## Instruction
Collect every line of the data below that contains the string "wall", and copy each one without alteration.

## Records to use
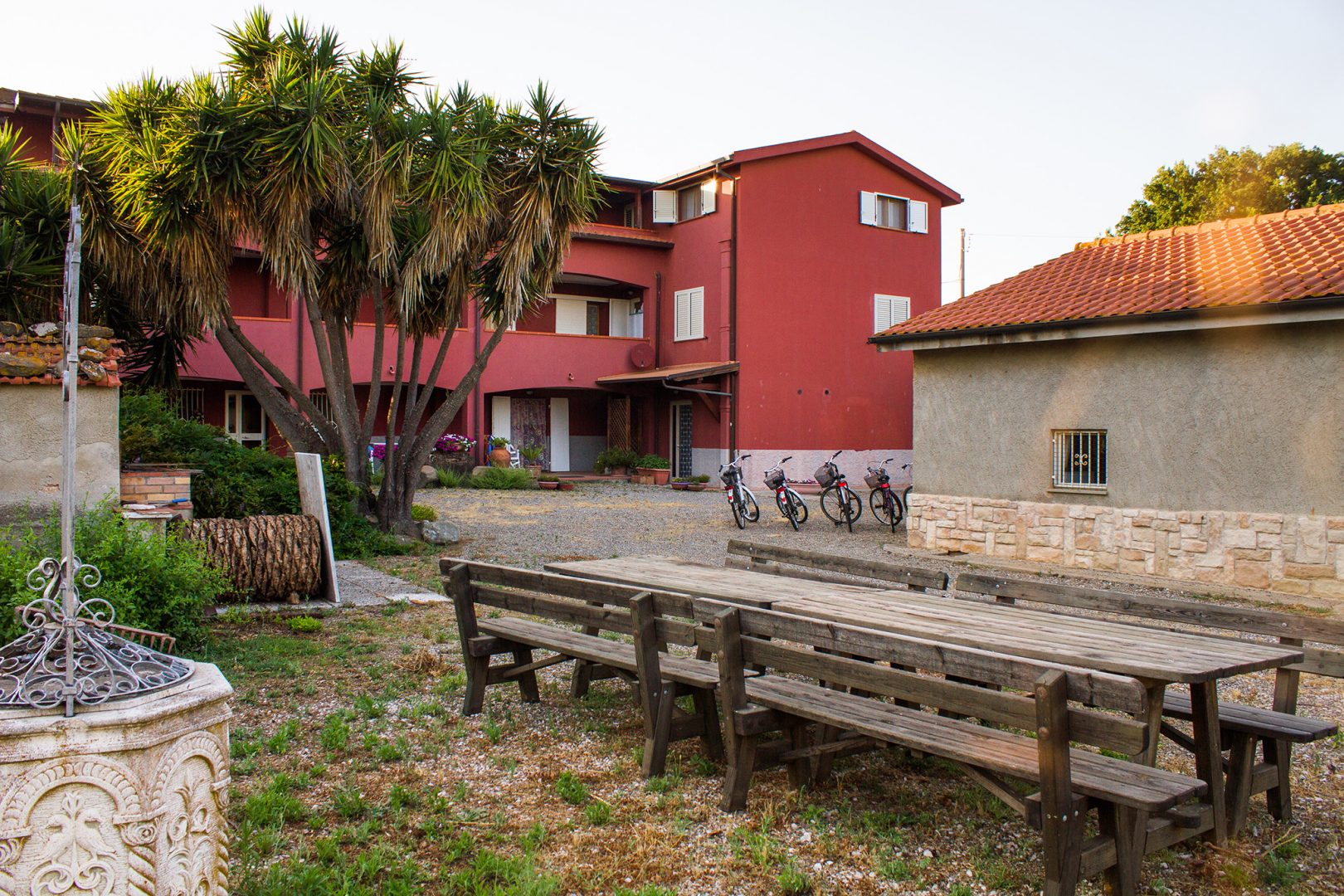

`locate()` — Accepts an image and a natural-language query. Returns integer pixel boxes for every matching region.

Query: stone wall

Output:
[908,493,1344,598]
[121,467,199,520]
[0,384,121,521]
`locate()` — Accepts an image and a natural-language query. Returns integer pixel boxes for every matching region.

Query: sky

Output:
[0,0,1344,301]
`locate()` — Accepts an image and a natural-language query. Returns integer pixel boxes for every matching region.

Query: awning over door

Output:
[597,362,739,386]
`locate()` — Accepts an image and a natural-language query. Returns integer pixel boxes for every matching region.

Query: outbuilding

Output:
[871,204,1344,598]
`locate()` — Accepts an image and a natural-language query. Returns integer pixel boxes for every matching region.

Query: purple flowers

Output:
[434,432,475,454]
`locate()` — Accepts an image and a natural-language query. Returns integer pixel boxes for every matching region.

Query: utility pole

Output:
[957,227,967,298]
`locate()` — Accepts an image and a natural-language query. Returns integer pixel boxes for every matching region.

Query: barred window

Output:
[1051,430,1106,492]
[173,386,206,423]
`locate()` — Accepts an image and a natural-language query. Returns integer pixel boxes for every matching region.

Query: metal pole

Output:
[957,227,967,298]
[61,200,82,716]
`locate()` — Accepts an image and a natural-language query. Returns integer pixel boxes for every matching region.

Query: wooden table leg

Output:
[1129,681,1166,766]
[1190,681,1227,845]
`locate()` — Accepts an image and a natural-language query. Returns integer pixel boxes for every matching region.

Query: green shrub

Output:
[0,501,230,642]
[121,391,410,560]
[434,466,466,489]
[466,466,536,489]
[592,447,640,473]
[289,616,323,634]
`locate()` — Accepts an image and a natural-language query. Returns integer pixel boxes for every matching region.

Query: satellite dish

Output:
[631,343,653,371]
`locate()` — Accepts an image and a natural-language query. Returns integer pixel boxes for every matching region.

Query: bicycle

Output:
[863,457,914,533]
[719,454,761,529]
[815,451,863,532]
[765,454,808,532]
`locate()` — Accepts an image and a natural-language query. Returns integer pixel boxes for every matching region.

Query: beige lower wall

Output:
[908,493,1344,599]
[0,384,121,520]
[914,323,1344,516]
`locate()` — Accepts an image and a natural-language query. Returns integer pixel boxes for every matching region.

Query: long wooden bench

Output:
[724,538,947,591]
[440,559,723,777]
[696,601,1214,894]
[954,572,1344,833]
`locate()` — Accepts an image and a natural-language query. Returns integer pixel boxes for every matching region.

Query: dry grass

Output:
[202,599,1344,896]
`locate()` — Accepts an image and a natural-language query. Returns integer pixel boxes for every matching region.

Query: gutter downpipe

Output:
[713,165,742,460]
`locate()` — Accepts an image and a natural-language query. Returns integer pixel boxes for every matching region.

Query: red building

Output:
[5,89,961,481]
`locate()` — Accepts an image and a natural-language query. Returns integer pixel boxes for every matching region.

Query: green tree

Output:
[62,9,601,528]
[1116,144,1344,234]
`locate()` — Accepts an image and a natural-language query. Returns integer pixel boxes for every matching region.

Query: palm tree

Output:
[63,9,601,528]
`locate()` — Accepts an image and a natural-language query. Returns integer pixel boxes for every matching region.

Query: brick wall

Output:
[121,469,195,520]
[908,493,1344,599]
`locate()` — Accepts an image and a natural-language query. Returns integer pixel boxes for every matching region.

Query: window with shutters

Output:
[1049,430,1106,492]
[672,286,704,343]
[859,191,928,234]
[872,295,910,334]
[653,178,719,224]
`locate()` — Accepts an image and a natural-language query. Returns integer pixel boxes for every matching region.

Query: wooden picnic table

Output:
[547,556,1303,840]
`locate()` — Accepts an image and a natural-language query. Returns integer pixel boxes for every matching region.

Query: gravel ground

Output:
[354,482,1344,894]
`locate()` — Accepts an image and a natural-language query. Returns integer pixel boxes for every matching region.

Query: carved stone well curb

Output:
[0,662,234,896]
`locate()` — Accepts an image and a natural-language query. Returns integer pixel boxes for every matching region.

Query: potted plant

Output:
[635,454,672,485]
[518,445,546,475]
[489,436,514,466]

---

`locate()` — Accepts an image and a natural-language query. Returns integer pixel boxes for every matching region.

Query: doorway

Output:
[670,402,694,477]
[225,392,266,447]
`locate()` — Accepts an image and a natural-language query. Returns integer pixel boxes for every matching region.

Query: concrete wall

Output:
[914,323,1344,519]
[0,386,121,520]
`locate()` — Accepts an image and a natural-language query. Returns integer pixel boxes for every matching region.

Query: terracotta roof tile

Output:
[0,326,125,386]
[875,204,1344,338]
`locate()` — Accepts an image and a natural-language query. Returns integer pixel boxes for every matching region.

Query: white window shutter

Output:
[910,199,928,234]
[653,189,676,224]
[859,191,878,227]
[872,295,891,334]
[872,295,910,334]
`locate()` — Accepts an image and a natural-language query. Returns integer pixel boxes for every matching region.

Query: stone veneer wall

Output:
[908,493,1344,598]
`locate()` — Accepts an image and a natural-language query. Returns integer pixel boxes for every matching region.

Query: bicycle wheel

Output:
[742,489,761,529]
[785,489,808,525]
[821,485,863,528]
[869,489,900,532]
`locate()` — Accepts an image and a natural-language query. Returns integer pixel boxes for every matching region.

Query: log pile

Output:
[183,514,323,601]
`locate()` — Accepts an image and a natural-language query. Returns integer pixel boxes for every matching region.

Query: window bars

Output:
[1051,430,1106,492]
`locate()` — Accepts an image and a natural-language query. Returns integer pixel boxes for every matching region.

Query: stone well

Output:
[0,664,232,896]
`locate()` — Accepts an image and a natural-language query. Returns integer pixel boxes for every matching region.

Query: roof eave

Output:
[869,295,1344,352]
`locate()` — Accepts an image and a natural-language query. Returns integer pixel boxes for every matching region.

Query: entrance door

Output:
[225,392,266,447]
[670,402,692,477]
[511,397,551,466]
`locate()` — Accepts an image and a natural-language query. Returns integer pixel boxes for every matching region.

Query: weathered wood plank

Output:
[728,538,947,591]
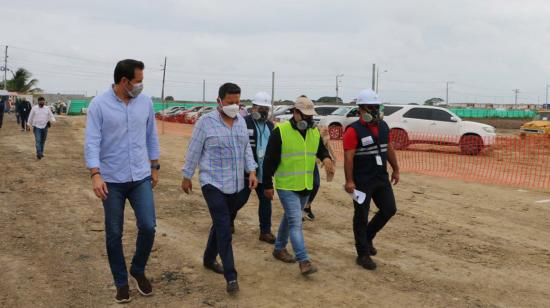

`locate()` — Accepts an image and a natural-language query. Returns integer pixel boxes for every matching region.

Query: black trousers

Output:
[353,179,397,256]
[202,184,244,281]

## Exercise response
Query: stone wall
Query: beige lower wall
Query: brick wall
Query: concrete wall
Query: stone veneer wall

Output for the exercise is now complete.